Information supplied
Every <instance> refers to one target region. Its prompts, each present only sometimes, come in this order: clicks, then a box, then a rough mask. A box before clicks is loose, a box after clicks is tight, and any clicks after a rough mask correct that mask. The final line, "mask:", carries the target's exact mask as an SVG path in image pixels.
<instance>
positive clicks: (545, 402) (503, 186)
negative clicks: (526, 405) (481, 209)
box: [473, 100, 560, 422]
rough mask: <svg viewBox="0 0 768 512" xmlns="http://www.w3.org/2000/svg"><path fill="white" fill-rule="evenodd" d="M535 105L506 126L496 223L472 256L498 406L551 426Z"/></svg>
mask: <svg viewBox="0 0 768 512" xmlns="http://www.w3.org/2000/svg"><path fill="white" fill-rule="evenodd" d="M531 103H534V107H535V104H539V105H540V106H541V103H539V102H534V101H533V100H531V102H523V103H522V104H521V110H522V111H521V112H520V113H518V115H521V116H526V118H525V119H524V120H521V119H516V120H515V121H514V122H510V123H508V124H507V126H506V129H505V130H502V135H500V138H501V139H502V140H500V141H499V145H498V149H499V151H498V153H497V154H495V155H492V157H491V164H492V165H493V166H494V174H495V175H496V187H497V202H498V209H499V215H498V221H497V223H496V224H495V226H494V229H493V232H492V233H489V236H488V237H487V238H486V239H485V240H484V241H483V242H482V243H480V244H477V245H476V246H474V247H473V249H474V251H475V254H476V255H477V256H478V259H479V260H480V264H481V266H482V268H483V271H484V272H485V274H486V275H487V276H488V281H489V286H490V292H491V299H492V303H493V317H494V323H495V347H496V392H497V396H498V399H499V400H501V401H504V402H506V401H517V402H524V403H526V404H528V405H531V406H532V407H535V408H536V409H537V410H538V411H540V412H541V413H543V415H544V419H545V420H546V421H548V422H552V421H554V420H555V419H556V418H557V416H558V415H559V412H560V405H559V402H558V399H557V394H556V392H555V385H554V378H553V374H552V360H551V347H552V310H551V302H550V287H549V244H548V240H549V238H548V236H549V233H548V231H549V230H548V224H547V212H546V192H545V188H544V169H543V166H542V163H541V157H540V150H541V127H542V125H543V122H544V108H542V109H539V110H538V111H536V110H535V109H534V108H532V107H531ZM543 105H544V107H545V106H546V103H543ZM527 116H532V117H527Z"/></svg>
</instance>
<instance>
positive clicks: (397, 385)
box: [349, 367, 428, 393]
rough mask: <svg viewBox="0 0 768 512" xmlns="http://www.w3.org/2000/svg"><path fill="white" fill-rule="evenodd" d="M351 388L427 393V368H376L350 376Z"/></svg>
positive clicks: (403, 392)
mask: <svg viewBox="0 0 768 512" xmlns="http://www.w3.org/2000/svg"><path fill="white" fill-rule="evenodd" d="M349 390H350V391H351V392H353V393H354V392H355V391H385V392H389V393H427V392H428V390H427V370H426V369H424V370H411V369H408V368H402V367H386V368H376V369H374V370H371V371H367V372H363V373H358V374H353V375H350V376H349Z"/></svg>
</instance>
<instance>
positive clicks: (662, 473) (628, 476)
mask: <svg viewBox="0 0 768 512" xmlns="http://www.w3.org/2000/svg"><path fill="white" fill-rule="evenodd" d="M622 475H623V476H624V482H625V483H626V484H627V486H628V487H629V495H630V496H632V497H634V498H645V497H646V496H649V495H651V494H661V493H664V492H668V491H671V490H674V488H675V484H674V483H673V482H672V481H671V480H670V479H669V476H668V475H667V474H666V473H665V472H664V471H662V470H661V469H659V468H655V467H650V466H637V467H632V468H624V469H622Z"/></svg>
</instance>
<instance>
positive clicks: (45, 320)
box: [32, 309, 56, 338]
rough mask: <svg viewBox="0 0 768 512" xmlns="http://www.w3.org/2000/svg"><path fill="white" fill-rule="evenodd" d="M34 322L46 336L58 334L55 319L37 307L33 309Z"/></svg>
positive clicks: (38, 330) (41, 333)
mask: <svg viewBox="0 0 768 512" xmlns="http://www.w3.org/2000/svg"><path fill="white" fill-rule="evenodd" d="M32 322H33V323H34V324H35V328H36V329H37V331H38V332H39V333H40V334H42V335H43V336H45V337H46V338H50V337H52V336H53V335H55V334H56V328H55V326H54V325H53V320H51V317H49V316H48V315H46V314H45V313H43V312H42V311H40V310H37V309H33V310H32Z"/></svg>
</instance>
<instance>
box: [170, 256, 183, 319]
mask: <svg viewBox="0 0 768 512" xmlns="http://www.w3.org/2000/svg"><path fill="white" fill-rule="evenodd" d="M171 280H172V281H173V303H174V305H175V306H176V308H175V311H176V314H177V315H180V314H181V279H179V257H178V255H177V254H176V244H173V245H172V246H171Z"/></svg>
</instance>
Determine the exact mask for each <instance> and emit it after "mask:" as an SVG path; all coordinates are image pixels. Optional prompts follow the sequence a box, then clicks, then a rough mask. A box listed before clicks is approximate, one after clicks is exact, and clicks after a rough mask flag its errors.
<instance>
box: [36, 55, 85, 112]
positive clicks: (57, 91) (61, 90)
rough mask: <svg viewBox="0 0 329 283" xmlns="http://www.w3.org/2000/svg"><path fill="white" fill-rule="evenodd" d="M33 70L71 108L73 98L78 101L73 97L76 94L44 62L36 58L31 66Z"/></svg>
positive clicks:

Instructions to follow
Convert the lines above into a JSON array of strings, one string per line, leaving out any blank lines.

Exercise response
[
  "Every <instance> refers to one target region. Its prompts, each present only sometimes, come in this order: clicks, then a box, then a rough mask. A box before clicks is loose, a box after clicks is tight, and any clicks after a rough mask correct that mask. The final line, \"mask:\", carries the target's exact mask as an SVG path in image pixels.",
  "<instance>",
  "positive clicks: (545, 402) (503, 186)",
  "negative clicks: (526, 405) (481, 209)",
  "box: [473, 100, 560, 422]",
  "rough mask: <svg viewBox=\"0 0 768 512\" xmlns=\"http://www.w3.org/2000/svg\"><path fill=\"white\" fill-rule=\"evenodd\" d=\"M535 105L506 126L496 223L472 256L498 406L551 426Z\"/></svg>",
  "mask: <svg viewBox=\"0 0 768 512\" xmlns=\"http://www.w3.org/2000/svg\"><path fill=\"white\" fill-rule=\"evenodd\" d=\"M531 103H534V107H535V104H539V105H540V106H541V103H539V102H534V101H533V100H531V102H523V103H522V104H521V110H522V111H521V112H520V113H518V115H521V116H526V118H525V119H524V120H521V119H516V120H515V121H514V122H510V123H508V124H507V126H506V129H505V130H502V135H500V138H501V139H502V140H500V141H499V145H498V149H499V151H498V153H497V154H495V155H492V157H491V164H492V165H493V166H494V174H495V175H496V187H497V202H498V209H499V215H498V221H497V223H496V224H495V226H494V229H493V232H492V233H489V236H488V237H487V238H486V239H485V240H484V241H483V242H482V243H480V244H477V245H476V246H474V247H473V249H474V251H475V254H476V255H477V256H478V259H479V260H480V264H481V266H482V268H483V271H484V272H485V274H486V275H487V276H488V281H489V286H490V292H491V299H492V303H493V317H494V323H495V347H496V392H497V396H498V399H499V400H501V401H504V402H506V401H517V402H524V403H526V404H528V405H531V406H532V407H535V408H536V409H537V410H538V411H540V412H541V413H543V415H544V419H545V420H546V421H548V422H552V421H554V420H555V419H556V418H557V416H558V415H559V412H560V405H559V402H558V399H557V394H556V392H555V385H554V378H553V374H552V360H551V347H552V310H551V302H550V287H549V244H548V240H549V238H548V236H549V233H548V231H549V230H548V224H547V212H546V192H545V188H544V169H543V166H542V163H541V157H540V150H541V127H542V125H543V122H544V108H542V109H539V110H538V111H536V110H535V109H534V108H532V107H531ZM543 105H544V107H545V106H546V103H543ZM527 116H532V117H527Z\"/></svg>",
  "</instance>",
  "<instance>",
  "positive clicks: (397, 385)",
  "box: [349, 367, 428, 393]",
  "rough mask: <svg viewBox=\"0 0 768 512\" xmlns=\"http://www.w3.org/2000/svg\"><path fill=\"white\" fill-rule=\"evenodd\" d=\"M351 388L427 393V368H376L350 376Z\"/></svg>",
  "positive clicks: (403, 392)",
  "mask: <svg viewBox=\"0 0 768 512\" xmlns=\"http://www.w3.org/2000/svg\"><path fill=\"white\" fill-rule=\"evenodd\" d=\"M349 390H350V391H351V392H353V393H354V392H355V391H385V392H389V393H427V392H428V390H427V370H426V369H424V370H411V369H408V368H402V367H386V368H376V369H374V370H371V371H367V372H363V373H358V374H353V375H350V376H349Z\"/></svg>",
  "</instance>",
  "<instance>",
  "positive clicks: (662, 473) (628, 476)",
  "mask: <svg viewBox=\"0 0 768 512\" xmlns=\"http://www.w3.org/2000/svg\"><path fill=\"white\" fill-rule=\"evenodd\" d=\"M622 475H623V476H624V482H625V483H626V484H627V486H628V487H629V495H630V496H632V497H634V498H645V497H646V496H649V495H651V494H661V493H664V492H668V491H671V490H674V488H675V484H674V483H673V482H672V481H671V480H670V479H669V476H668V475H667V474H666V473H665V472H664V471H662V470H661V469H659V468H655V467H650V466H637V467H632V468H624V469H622Z\"/></svg>",
  "</instance>",
  "<instance>",
  "positive clicks: (45, 320)",
  "box: [32, 309, 56, 338]",
  "rough mask: <svg viewBox=\"0 0 768 512\" xmlns=\"http://www.w3.org/2000/svg\"><path fill=\"white\" fill-rule=\"evenodd\" d=\"M34 322L46 336L58 334L55 319L37 307L33 309Z\"/></svg>",
  "positive clicks: (38, 330) (41, 333)",
  "mask: <svg viewBox=\"0 0 768 512\" xmlns=\"http://www.w3.org/2000/svg\"><path fill=\"white\" fill-rule=\"evenodd\" d=\"M32 322H33V323H34V324H35V328H36V329H37V331H38V332H39V333H40V334H42V335H43V336H45V337H46V338H50V337H52V336H53V335H55V334H56V328H55V326H54V325H53V320H51V317H49V316H48V315H46V314H45V313H43V312H42V311H40V310H37V309H33V310H32Z\"/></svg>",
  "</instance>",
  "<instance>",
  "box: [170, 256, 183, 319]",
  "mask: <svg viewBox=\"0 0 768 512\" xmlns=\"http://www.w3.org/2000/svg\"><path fill=\"white\" fill-rule=\"evenodd\" d=\"M171 280H172V281H173V303H174V305H175V306H176V308H175V311H176V314H177V315H180V314H181V279H179V257H178V255H177V254H176V244H173V245H172V246H171Z\"/></svg>",
  "</instance>",
  "Determine the exact mask for each <instance> and emit it after \"mask:\" as an SVG path; all coordinates are image pixels. Optional prompts follow the sequence a box, then clicks, then a rough mask. A box listed before clicks is approximate, one after clicks is exact, and clicks after a rough mask flag its errors.",
  "<instance>",
  "box: [36, 55, 85, 112]",
  "positive clicks: (57, 91) (61, 90)",
  "rough mask: <svg viewBox=\"0 0 329 283\" xmlns=\"http://www.w3.org/2000/svg\"><path fill=\"white\" fill-rule=\"evenodd\" d=\"M33 70L71 108L73 98L78 101L73 97L76 94L44 62L36 58L31 66Z\"/></svg>",
  "positive clicks:"
]